◆ YOUR OBJECTIVE ◆
Restate the listing that follows word for word, without its pictures.

[Entries from a point annotation set]
· · ·
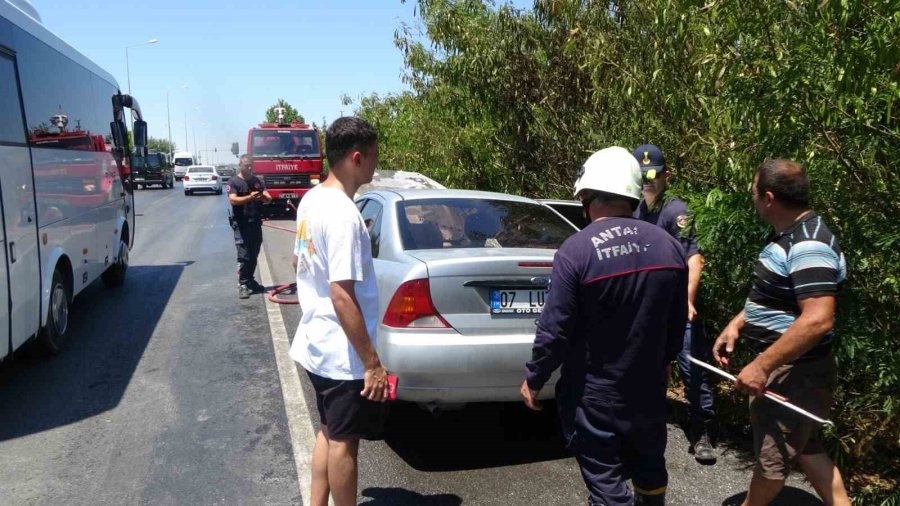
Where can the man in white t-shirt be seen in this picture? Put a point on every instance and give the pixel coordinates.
(335, 341)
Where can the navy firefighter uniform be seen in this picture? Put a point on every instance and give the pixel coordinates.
(671, 214)
(614, 318)
(247, 225)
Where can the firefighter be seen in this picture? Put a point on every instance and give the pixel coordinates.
(247, 194)
(671, 214)
(613, 319)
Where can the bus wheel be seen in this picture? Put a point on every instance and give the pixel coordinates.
(51, 337)
(115, 274)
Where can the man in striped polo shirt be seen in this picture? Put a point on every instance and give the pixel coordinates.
(787, 321)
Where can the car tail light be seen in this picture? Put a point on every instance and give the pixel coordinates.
(536, 264)
(411, 307)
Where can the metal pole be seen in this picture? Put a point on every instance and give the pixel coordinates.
(769, 395)
(128, 70)
(169, 123)
(128, 76)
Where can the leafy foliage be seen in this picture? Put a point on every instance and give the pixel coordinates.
(160, 145)
(514, 100)
(290, 114)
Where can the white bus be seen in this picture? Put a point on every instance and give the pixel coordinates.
(182, 161)
(66, 199)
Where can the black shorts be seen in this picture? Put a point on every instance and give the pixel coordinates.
(346, 413)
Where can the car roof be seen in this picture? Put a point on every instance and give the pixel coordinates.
(423, 194)
(561, 202)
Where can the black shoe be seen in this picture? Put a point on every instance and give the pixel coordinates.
(649, 500)
(703, 450)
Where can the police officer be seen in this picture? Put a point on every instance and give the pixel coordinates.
(671, 214)
(613, 319)
(247, 194)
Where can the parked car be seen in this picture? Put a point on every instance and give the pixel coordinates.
(202, 178)
(154, 169)
(462, 279)
(570, 209)
(225, 172)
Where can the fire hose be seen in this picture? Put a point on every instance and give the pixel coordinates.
(273, 294)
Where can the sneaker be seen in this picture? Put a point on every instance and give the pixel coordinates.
(703, 450)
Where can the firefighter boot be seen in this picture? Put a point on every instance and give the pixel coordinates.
(650, 500)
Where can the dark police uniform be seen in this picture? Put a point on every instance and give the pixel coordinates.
(247, 225)
(614, 318)
(673, 218)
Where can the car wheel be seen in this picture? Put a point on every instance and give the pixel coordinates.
(50, 338)
(115, 274)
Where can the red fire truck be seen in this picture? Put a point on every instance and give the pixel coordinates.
(287, 157)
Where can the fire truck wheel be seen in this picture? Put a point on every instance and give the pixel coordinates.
(115, 274)
(50, 338)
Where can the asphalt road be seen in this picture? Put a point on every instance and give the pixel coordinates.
(167, 392)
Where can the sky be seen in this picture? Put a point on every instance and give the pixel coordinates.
(236, 58)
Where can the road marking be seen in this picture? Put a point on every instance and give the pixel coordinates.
(299, 426)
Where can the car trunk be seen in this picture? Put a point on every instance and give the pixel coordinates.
(488, 291)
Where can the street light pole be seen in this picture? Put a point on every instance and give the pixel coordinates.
(128, 70)
(169, 124)
(127, 64)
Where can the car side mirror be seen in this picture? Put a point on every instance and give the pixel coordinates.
(119, 133)
(140, 135)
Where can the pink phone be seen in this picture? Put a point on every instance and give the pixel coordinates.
· · ·
◆ SOLUTION FOR THIS TASK ◆
Where can the man in white t-shirt be seen in this picture? Put a point on every instance and give the pixel coordinates.
(335, 341)
Where can the navy firefighter uniform be seen in this picture? Put a point on every instance and give the pixel coordinates.
(671, 214)
(614, 318)
(247, 225)
Where can the firefighter be seen in this picture? Put a point on every instance and give the pixel coordinates.
(247, 194)
(671, 214)
(613, 319)
Where can the bus wheel be seen in this picture? Put a point on every instance and give the pixel coordinates.
(51, 337)
(115, 274)
Where can the man in striped polo shirt be seen in this picture? Put a point on every instance and give the pixel coordinates.
(787, 321)
Where can the car tail light be seen in this picture? Put a point on every instance and give the pixel coordinates.
(536, 264)
(411, 307)
Where can the metal pole be seen in this picture? Put a point on every instance and give the pixel coordinates.
(769, 395)
(128, 70)
(169, 123)
(128, 76)
Where can the leafy foliage be seen in this picture? Put a point on every instance and give the pixel coordinates.
(160, 145)
(514, 100)
(290, 114)
Where can the white bus be seen in this picture? Put a point on every instance and give the pixel coordinates.
(182, 161)
(66, 199)
Where can the black shorts be seen in this picture? Put a point on every instance and give the pixel coordinates.
(346, 413)
Where can the car roof be seen in this picture? Put a point on every instance and give the pixel coordinates.
(423, 194)
(561, 202)
Where can the black shoe be seen in this picture? Put a point on every instance and give the pixel coordinates.
(649, 500)
(703, 450)
Where can the police officer be seen in this picture? Put a point on every instance and give the pixel coordinates.
(671, 214)
(613, 319)
(247, 194)
Where can the parked car be seen in this picture? Put a point on every instance and give the pixel coordinates.
(202, 178)
(154, 169)
(462, 279)
(570, 209)
(225, 172)
Where can the fire hose be seen in this picture? Put a point on every instance and give the pixel coordinates.
(273, 294)
Where can the sneaker be seen in this picture? Put a point on every instance and give the pixel coordinates.
(703, 450)
Where can the firefighter boot be seen in this picture? Put a point on every instance and give the pixel coordinates.
(650, 500)
Where can the dark police uniform be seen in this picture? Put a point on every instance and give the pixel coordinates.
(247, 225)
(614, 318)
(673, 218)
Where can the car wheel be seen in this picture? Put a point on every instance and give the pixel coordinates.
(50, 338)
(115, 274)
Where can the red fire truck be seen in this picture? Put a point on every instance and give the pixel coordinates.
(287, 157)
Where can the fire truck wheel be seen in this picture? Put a point on every instance and give the pixel coordinates.
(115, 274)
(50, 338)
Where can the asphalt road be seen in this picture? Put a point on every instance and give the pixel coordinates.
(167, 392)
Where can the sky be seen in this picture? Put a point on every instance and give the pixel coordinates.
(236, 58)
Where can the road marking be seen in this picture? Put a point on every instance and give the pixel coordinates.
(299, 426)
Where can the car trunk be seen in this picture? Put a point on every instance and give the pixel coordinates.
(488, 291)
Where can the street light pole be seen in this picture? Put a point on every instance and give the pixel coordinates.
(128, 70)
(169, 124)
(127, 64)
Where can the car side mirror be seen in this picture? Put a point on every instance and give the pixel coordinates.
(119, 133)
(140, 135)
Where can the pink phone be seen in this picture? Put a point on every instance and give the pixel coordinates.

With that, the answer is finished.